Microcrédit, macroproblèmes

Le modèle économique du microcrédit aide de nombreuses personnes, en majorité des femmes, à sortir de la pauvreté. Mais les effets pervers se multiplient

Fin 2009, 3600 institutions de microfinance (IMF) ont affirmé servir plus de 190 millions de clients dans le monde. Et environ 82% de ces clients sont des femmes. Ces chiffres, publiés en mars dans le rapport 2011 de la Campagne du Sommet du microcrédit, illustrent l’essor de ce système qui a émergé dans les années 1970. Ils semblent justifier les espoirs placés en lui dans la lutte contre la pauvreté et pour l’autonomisation de la femme. Il existe en effet de très nombreux témoignages où le succès a été au rendez-vous et qui ont vu des pauvres devenir moins pauvres et des femmes prendre leur destin en main. Mais les effets pervers du système, dont le surendettement, prennent également de l’ampleur à mesure que la microfinance se développe et se répand dans le monde. Et ce côté négatif ne doit pas être passé sous silence, sous peine qu’il finisse par miner l’ensemble du système, estime Fenneke Reysoo, chargée de cours à l’Institut de hautes études internationales et du développement (IHEID) où elle est coresponsable du Pôle Genre et développement.

Le système moderne du microcrédit a été inventé et développé entre autres par Muhammad Yunus, Prix Nobel de la paix en 2006. Au début des années 1970, ce professeur d’économie à l’Université de Chittagong au Bangladesh applique d’abord le concept aux villageois des alentours. Encouragé par le succès de ses expériences, il fonde la Grameen Bank (dont il vient de démissionner en mai dans un contexte politico-juridique encore flou) qui connaît un développement important.

----------

> _Consigne 1_
Indiquez uniquement le nombre de lignes des enregistrements qui contiennent la chaîne « charred ». La casse compte.

> _Enregistrements concernés_
----------

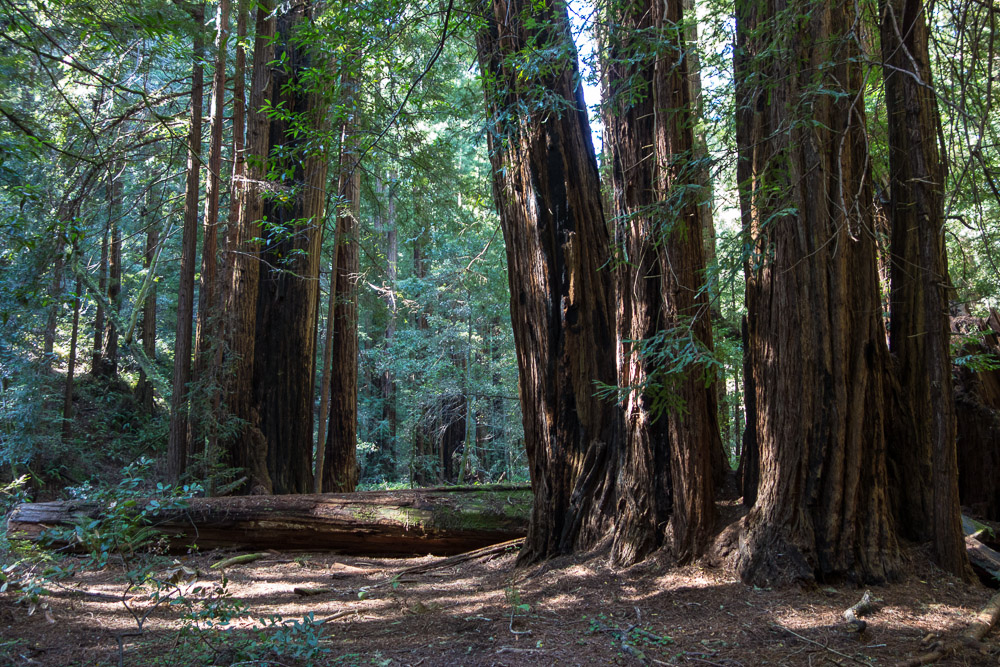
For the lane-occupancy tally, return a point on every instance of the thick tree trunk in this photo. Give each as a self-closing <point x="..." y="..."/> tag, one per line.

----------

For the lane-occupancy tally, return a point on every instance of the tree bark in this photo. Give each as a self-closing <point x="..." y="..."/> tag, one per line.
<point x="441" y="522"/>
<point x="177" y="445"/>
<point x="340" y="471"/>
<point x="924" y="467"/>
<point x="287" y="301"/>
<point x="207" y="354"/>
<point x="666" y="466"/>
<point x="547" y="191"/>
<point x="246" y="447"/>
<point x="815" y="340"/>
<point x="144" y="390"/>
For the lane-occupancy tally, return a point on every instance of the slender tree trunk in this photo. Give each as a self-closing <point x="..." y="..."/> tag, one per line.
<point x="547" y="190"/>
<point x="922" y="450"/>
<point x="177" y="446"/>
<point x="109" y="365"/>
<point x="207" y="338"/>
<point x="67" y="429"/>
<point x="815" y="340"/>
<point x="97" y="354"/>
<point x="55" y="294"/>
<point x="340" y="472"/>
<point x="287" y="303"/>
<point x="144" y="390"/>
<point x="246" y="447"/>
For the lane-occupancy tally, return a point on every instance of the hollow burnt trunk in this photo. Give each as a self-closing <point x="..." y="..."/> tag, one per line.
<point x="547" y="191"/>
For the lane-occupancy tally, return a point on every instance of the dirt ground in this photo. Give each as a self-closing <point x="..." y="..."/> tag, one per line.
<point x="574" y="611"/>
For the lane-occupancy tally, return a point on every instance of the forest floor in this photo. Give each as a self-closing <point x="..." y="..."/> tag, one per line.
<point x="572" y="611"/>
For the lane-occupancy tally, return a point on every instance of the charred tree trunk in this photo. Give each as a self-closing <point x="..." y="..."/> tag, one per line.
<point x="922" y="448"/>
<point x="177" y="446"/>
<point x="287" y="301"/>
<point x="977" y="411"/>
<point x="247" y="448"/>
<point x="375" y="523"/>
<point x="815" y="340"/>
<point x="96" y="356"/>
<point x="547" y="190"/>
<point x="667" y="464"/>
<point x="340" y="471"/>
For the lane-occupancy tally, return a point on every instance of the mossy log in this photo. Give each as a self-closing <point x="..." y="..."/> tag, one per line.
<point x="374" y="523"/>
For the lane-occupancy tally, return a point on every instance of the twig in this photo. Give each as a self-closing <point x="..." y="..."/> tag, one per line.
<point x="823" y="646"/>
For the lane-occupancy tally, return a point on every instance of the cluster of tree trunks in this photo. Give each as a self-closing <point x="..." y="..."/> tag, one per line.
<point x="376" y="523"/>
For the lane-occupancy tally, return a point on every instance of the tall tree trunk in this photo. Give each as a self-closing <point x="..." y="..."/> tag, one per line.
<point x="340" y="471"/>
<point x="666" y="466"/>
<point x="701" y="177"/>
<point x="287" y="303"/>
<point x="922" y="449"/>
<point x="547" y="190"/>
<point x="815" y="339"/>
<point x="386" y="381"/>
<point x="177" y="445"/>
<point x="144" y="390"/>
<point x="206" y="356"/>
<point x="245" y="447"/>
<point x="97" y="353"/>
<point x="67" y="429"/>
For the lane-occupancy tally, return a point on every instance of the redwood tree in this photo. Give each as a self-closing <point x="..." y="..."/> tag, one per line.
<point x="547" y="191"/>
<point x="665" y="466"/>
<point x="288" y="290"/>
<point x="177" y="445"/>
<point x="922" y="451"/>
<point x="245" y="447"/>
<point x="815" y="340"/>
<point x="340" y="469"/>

----------

> _Consigne 2_
Recopiez, s'il vous plaît, le passage du texte sur le microcrédit qui va de « Le système moderne » jusqu'à « un développement important. ».

> _Réponse attendue 1_
1

> _Réponse attendue 2_
Le système moderne du microcrédit a été inventé et développé entre autres par Muhammad Yunus, Prix Nobel de la paix en 2006. Au début des années 1970, ce professeur d’économie à l’Université de Chittagong au Bangladesh applique d’abord le concept aux villageois des alentours. Encouragé par le succès de ses expériences, il fonde la Grameen Bank (dont il vient de démissionner en mai dans un contexte politico-juridique encore flou) qui connaît un développement important.